> _READING TEXT_:
# 5D Mark III focus points off center



## Dick (May 15, 2013)

I noticed that the focus points seen in the view finder are slightly off center. Photos on the display show the used focus points slightly in different positions in comparison to the intended spots (~½ focus point width to the left). *Is it the same for any of you?* I checked two 5D3 bodies at a local store and noticed that the focus points were all over the place on them too.

I brought my 5D3 body to warranty repair and they told me there is nothing wrong. When I showed them what I meant, they noticed it too. Now I have yet another repair scheduled, but I would like to know if anyone else has had the problem and if it was *possible to fix it*. I would not really like to get unnecessary repairing done on the body. The body doesn't get any better if the problem still exists after additional repairs.

My thoughts:
1) Focusing screen not correctly in place?
2) Focus point display off center?
3) The issue has been there from the beginning. Now it bugs me as the smaller focus point doesn't hit targets.

What do you think?


----------



## Skulker (May 15, 2013)

Interesting observation, how have you determined that the smaller focus points don't hit the target? Have you done some tests? I'd like to check my 5d3.

I know the focus points shown are never supposed to be actual focus area, but just an indication. I would expect them to be pretty close. Are you finding you can't focus on what you want to get spot on?


----------



## Dick (May 15, 2013)

Skulker said:


> Interesting observation, how have you determined that the smaller focus points don't hit the target? Have you done some tests? I'd like to check my 5d3.



Haven't really done any real tests. The ~½ focus point width difference, however, is enough to place the small focus point off target.



Skulker said:


> I know the focus points shown are never supposed to be actual focus area, but just an indication. I would expect them to be pretty close. Are you finding you can't focus on what you want to get spot on?



I haven't really noticed any problems in photos that I could say are because of this issue. If I switch focus points on in PP or on the 5D3 LCD, they light up in somewhat "wrong" places. Taking pictures using live view on the other hand places the focus points exactly as intended.


----------



## SiliconVoid (May 15, 2013)

You do realize that the AF point itself is not (1) pixel.. It is an array of many pixels in that given area, however during autofocus the camera can determine best focus based on the contrast in an area of just a few pixels depending on the actual subject/scene.

> _AIM_:
Name every user who posts in the forum thread about off-center focus points on the 5D Mark III. Rely only on the forum thread.

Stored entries
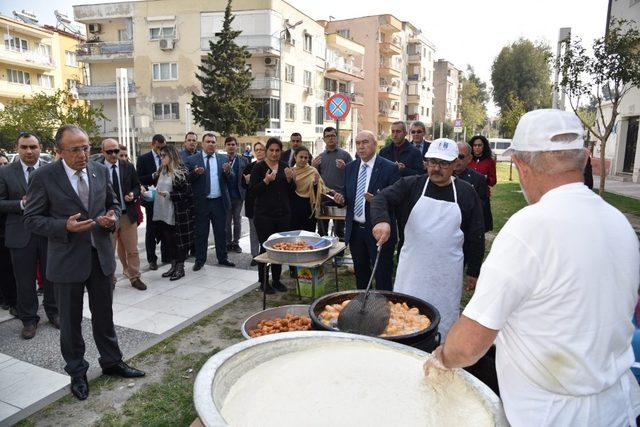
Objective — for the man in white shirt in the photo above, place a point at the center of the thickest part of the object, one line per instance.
(556, 293)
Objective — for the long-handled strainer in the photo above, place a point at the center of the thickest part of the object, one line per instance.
(368, 313)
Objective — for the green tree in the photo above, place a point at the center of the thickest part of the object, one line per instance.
(522, 69)
(604, 77)
(474, 98)
(42, 115)
(225, 104)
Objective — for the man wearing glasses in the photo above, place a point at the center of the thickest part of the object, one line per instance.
(444, 230)
(26, 247)
(418, 135)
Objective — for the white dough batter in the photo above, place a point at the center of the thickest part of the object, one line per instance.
(351, 384)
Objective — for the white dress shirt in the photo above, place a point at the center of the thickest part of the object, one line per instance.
(362, 219)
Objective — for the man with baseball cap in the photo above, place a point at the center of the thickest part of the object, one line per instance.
(444, 229)
(556, 293)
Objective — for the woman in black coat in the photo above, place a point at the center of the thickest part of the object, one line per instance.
(272, 184)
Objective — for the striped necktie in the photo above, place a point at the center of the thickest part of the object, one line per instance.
(360, 190)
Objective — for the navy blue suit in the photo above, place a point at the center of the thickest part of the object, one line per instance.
(145, 167)
(358, 236)
(212, 211)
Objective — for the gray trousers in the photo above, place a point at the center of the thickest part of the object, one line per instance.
(235, 215)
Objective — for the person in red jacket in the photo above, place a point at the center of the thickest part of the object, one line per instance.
(483, 163)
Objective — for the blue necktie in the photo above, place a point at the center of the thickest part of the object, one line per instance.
(360, 190)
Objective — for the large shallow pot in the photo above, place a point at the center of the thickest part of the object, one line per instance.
(273, 313)
(425, 340)
(222, 370)
(294, 257)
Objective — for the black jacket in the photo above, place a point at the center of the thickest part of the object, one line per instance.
(406, 192)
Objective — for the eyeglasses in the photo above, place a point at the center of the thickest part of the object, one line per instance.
(441, 163)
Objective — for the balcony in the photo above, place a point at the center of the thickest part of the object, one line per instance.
(102, 91)
(105, 51)
(258, 45)
(342, 70)
(389, 92)
(17, 91)
(31, 60)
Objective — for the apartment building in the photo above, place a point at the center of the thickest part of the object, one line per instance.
(447, 82)
(623, 157)
(161, 44)
(36, 59)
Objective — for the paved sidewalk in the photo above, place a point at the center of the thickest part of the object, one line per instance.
(629, 189)
(31, 372)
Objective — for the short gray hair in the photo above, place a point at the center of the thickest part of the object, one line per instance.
(554, 162)
(67, 128)
(400, 122)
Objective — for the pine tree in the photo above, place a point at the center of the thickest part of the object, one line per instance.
(225, 104)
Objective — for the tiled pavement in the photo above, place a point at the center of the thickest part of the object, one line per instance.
(31, 372)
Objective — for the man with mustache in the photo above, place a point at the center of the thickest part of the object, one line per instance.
(444, 230)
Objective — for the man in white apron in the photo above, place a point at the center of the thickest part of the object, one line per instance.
(443, 229)
(557, 292)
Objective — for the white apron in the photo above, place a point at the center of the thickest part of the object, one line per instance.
(431, 260)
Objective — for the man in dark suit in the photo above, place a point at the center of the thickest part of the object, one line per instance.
(28, 250)
(146, 166)
(190, 146)
(364, 178)
(209, 173)
(126, 186)
(402, 152)
(418, 135)
(72, 203)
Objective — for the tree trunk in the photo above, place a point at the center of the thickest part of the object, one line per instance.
(603, 166)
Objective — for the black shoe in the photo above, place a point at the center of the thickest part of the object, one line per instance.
(172, 270)
(80, 387)
(269, 291)
(55, 321)
(123, 370)
(279, 287)
(179, 272)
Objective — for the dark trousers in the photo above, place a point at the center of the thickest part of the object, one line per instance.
(211, 211)
(25, 263)
(7, 279)
(363, 252)
(265, 227)
(152, 238)
(170, 238)
(69, 297)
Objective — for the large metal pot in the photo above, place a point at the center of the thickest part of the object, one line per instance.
(273, 313)
(425, 340)
(295, 257)
(221, 371)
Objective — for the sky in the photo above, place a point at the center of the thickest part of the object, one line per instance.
(469, 32)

> _EXERCISE SOLUTION_:
Dick, Skulker, SiliconVoid